◆ What you will do
Copy out the rows below with "annotate" changed to "mark" wherever it occurs, keeping every other word and number the same.

◆ Data in this exercise
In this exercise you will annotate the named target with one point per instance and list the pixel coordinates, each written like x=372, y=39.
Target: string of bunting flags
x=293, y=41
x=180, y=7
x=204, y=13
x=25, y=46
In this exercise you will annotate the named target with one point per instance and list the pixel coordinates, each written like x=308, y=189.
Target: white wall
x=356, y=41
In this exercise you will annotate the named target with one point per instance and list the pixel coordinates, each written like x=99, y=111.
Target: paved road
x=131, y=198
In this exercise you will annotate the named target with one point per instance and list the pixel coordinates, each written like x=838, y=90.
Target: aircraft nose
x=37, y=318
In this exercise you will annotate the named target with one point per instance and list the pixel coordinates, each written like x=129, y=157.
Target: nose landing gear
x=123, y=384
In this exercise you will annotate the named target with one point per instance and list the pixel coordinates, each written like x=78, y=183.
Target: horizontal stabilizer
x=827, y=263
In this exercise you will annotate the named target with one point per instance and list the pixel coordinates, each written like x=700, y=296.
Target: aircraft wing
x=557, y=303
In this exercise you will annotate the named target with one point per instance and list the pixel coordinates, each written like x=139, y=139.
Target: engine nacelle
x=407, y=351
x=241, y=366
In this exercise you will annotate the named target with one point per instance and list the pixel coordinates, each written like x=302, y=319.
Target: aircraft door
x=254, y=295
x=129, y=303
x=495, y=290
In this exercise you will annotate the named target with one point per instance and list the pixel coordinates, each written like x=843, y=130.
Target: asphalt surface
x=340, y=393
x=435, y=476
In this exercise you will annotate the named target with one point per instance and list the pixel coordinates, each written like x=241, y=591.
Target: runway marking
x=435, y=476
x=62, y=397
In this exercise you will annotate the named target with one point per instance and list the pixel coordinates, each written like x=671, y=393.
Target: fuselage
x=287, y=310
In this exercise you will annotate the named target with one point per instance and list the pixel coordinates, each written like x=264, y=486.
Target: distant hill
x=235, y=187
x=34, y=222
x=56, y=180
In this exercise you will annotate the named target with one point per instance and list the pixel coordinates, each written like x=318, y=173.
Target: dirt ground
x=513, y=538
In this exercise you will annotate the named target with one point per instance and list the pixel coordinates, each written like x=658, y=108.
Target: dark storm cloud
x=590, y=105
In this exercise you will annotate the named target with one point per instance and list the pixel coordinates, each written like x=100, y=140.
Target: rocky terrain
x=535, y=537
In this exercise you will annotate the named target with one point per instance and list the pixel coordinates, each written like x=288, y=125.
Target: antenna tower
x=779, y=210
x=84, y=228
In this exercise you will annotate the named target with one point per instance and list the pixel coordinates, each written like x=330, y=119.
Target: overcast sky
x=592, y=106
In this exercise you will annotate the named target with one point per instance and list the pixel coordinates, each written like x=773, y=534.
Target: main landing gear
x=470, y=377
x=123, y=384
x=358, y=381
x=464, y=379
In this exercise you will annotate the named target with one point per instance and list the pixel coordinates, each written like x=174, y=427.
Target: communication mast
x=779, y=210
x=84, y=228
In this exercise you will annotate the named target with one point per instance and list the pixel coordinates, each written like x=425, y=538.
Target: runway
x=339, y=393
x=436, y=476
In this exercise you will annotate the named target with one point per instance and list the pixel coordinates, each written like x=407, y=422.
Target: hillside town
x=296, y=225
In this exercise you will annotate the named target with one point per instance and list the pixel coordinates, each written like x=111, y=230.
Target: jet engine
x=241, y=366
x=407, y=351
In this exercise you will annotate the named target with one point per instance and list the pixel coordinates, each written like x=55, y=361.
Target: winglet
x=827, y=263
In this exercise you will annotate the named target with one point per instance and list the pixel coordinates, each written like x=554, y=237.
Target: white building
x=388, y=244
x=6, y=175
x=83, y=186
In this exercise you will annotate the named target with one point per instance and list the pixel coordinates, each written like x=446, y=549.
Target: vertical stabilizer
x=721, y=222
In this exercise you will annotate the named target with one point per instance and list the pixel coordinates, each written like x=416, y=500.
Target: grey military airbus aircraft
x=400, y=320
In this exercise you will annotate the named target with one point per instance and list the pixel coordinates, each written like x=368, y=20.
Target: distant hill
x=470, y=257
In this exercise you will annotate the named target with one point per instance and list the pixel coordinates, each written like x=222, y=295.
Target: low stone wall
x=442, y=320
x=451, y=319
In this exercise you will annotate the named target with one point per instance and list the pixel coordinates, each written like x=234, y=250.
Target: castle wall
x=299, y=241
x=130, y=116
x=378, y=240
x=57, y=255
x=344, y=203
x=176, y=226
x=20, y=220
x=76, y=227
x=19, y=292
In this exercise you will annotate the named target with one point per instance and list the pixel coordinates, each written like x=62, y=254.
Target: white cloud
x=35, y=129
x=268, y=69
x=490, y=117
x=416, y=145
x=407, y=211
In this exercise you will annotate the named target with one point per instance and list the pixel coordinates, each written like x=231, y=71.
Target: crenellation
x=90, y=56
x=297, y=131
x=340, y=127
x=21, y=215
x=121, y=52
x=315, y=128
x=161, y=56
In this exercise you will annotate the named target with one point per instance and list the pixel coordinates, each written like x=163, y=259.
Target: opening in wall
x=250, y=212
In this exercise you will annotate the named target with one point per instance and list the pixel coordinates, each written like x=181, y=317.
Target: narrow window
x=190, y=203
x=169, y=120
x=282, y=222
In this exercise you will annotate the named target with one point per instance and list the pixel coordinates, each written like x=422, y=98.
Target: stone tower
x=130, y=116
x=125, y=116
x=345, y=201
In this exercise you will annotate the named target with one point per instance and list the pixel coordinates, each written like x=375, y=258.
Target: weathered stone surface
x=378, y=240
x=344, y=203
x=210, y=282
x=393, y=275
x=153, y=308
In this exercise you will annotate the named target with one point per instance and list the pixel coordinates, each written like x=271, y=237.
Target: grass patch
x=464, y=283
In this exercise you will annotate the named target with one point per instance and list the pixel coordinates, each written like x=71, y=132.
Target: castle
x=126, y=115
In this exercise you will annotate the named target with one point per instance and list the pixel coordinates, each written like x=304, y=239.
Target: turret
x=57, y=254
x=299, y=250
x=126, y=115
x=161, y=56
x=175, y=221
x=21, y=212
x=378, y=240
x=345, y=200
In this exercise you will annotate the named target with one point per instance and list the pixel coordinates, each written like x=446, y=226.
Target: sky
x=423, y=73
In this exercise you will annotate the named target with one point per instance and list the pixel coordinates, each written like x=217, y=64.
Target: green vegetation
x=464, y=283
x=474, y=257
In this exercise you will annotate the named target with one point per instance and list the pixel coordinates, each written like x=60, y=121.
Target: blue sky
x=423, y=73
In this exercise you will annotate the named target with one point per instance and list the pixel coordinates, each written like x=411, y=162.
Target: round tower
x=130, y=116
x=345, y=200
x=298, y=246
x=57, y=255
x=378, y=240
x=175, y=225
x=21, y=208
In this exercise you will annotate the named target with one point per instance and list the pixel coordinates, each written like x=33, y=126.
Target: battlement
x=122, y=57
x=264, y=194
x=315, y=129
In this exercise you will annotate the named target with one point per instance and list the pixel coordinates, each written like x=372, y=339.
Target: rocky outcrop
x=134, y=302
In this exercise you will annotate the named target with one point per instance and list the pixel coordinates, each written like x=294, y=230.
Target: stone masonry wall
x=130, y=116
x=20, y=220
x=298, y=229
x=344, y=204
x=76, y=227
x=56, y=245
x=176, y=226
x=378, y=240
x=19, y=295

◆ Output of the task
In this exercise you will mark the named target with one point per instance and list the pixel coordinates, each written like x=372, y=39.
Target: string of bunting flags
x=293, y=41
x=180, y=7
x=204, y=13
x=25, y=46
In this exercise you will mark the named target with one point per instance and list the pixel coordinates, each written like x=308, y=189.
Target: white wall
x=356, y=41
In this exercise you will mark the named target with one point per instance and list the pixel coordinates, each written like x=99, y=111.
Target: paved road
x=131, y=198
In this exercise you will mark the named target with one point per instance and list the pixel coordinates, each written like x=838, y=90.
Target: aircraft nose
x=37, y=318
In this exercise you will mark the named target with one point per instance and list the pixel coordinates, each written like x=129, y=157.
Target: nose landing gear
x=123, y=384
In this exercise you will mark the named target with one point per instance and list the pixel coordinates, each written like x=78, y=183.
Target: horizontal stabilizer
x=827, y=263
In this exercise you will mark the named target with one point per instance and list the pixel coordinates, each written like x=700, y=296.
Target: aircraft wing
x=557, y=303
In this exercise you will mark the named target with one point per instance and list the pixel coordinates, each written like x=139, y=139.
Target: engine nacelle
x=407, y=351
x=241, y=366
In this exercise you will mark the named target with one point per instance and list the pixel coordinates, each written like x=302, y=319.
Target: aircraft door
x=254, y=295
x=129, y=303
x=495, y=290
In this exercise you will mark the named target with one point per instance and list the pixel coordinates, each written like x=843, y=130.
Target: asphalt surface
x=340, y=393
x=435, y=476
In this exercise you will mark the named target with one point per instance and list the pixel coordinates, each written like x=241, y=591.
Target: runway marking
x=435, y=476
x=62, y=397
In this exercise you will mark the named target with one point per instance and list the pixel coordinates, each written like x=671, y=393.
Target: fuselage
x=287, y=310
In this exercise you will mark the named target with one point per instance and list the pixel coordinates, each written like x=264, y=486.
Target: distant hill
x=235, y=187
x=34, y=222
x=56, y=180
In this exercise you will mark the named target with one point per instance and list the pixel coordinates, each written like x=318, y=173.
Target: dirt ground
x=513, y=538
In this exercise you will mark the named target with one point per instance and list the pixel coordinates, each written like x=658, y=108.
Target: dark storm cloud
x=590, y=105
In this exercise you will mark the named target with one point per instance and list the pixel coordinates, each written like x=100, y=140.
Target: rocky terrain
x=535, y=537
In this exercise you will mark the named target with one point per instance and list the pixel coordinates, each written like x=288, y=125.
Target: antenna tower
x=779, y=210
x=84, y=228
In this exercise you will mark the named target with one point per instance and list the pixel coordinates, each written like x=330, y=119.
Target: overcast sky
x=592, y=106
In this exercise you will mark the named target with one point per instance and list the pixel coordinates, each written like x=773, y=534.
Target: main landing gear
x=470, y=377
x=123, y=384
x=358, y=381
x=464, y=379
In this exercise you will mark the named target with one point per instance and list the pixel coordinates, each written like x=174, y=427.
Target: communication mast
x=779, y=210
x=84, y=228
In this exercise you will mark the named target with one point per instance and list the pixel coordinates, each written like x=425, y=538.
Target: runway
x=339, y=393
x=436, y=476
In this exercise you will mark the named target with one point per instance and list the pixel coordinates, each written like x=407, y=422.
Target: hillside town
x=296, y=225
In this exercise you will mark the named target with one point per instance and list the pixel coordinates, each written like x=111, y=230.
Target: jet engine
x=241, y=366
x=407, y=351
In this exercise you will mark the named target with one point per instance and list the pixel coordinates, each written like x=55, y=361.
Target: winglet
x=827, y=263
In this exercise you will mark the named target with one point per instance and list the pixel coordinates, each written like x=554, y=237.
Target: white building
x=388, y=244
x=6, y=175
x=83, y=186
In this exercise you will mark the named target with one point per instance and list the pixel coordinates, each written like x=446, y=549.
Target: vertical stabilizer
x=721, y=222
In this exercise you will mark the named target with one point per instance and list the pixel coordinates, each written like x=416, y=500.
Target: grey military airbus aircraft
x=400, y=320
In this exercise you will mark the named target with one point per instance and list the pixel coordinates, each written like x=368, y=20.
Target: distant hill
x=470, y=257
In this exercise you will mark the named target with one point per instance and list the pixel coordinates, each written like x=222, y=295.
Target: low stone wall
x=442, y=320
x=451, y=319
In this exercise you will mark the named target with one point per instance and list the pixel coordinates, each written like x=234, y=250.
Target: castle wall
x=299, y=241
x=130, y=116
x=378, y=240
x=57, y=255
x=344, y=203
x=176, y=226
x=20, y=220
x=76, y=227
x=19, y=292
In this exercise you will mark the named target with one point per instance and list the pixel coordinates, each written like x=62, y=254.
Target: white cloud
x=35, y=129
x=268, y=69
x=490, y=117
x=416, y=145
x=407, y=211
In this exercise you will mark the named target with one point per instance and list the pixel coordinates, each written like x=231, y=71.
Target: crenellation
x=90, y=56
x=297, y=131
x=340, y=127
x=21, y=215
x=121, y=52
x=315, y=128
x=161, y=56
In this exercise you will mark the named target with one point per instance and list the pixel coordinates, each written like x=163, y=259.
Target: opening in wall
x=250, y=212
In this exercise you will mark the named target with one point per instance and list the pixel coordinates, each written like x=181, y=317.
Target: narrow window
x=190, y=203
x=169, y=120
x=282, y=222
In this exercise you will mark the named target with one point per instance and list the pixel coordinates, each written like x=422, y=98.
Target: stone tower
x=130, y=116
x=125, y=116
x=345, y=201
In this exercise you will mark the named target with one point per instance and list the pixel coordinates, each written like x=375, y=258.
Target: weathered stone surface
x=378, y=240
x=344, y=203
x=210, y=282
x=393, y=275
x=153, y=308
In this exercise you will mark the named target with one point per instance and list the pixel coordinates, each written like x=271, y=237.
Target: grass patch
x=464, y=283
In this exercise you will mark the named target with one point per instance and list the pixel coordinates, each written like x=71, y=132.
Target: castle
x=126, y=115
In this exercise you will mark the named target with one point per instance and list the pixel coordinates, each written like x=304, y=239.
Target: turret
x=57, y=254
x=299, y=250
x=126, y=115
x=161, y=56
x=175, y=221
x=21, y=212
x=378, y=240
x=345, y=200
In this exercise you will mark the named target with one point per instance and list the pixel coordinates, each written like x=446, y=226.
Target: sky
x=423, y=73
In this exercise you will mark the named target with one point per instance and list the pixel coordinates, each written like x=217, y=64.
Target: green vegetation
x=464, y=283
x=474, y=257
In this exercise you will mark the named target with one point per instance and list the pixel coordinates, each written like x=60, y=121.
Target: blue sky
x=423, y=73
In this exercise you will mark the named target with one point per instance and list the pixel coordinates, each written like x=411, y=162.
Target: round tower
x=130, y=116
x=345, y=200
x=298, y=246
x=57, y=255
x=378, y=240
x=175, y=225
x=21, y=208
In this exercise you will mark the named target with one point per instance and list the pixel coordinates, each written like x=33, y=126.
Target: battlement
x=122, y=57
x=264, y=194
x=315, y=129
In this exercise you will mark the named target with one point per instance and list the pixel coordinates, each written like x=372, y=339.
Target: rocky outcrop
x=134, y=302
In this exercise you will mark the named target with one point per instance and list the pixel coordinates, each written like x=294, y=230.
Target: stone masonry wall
x=130, y=116
x=20, y=220
x=298, y=229
x=344, y=204
x=76, y=227
x=56, y=245
x=176, y=226
x=378, y=240
x=19, y=295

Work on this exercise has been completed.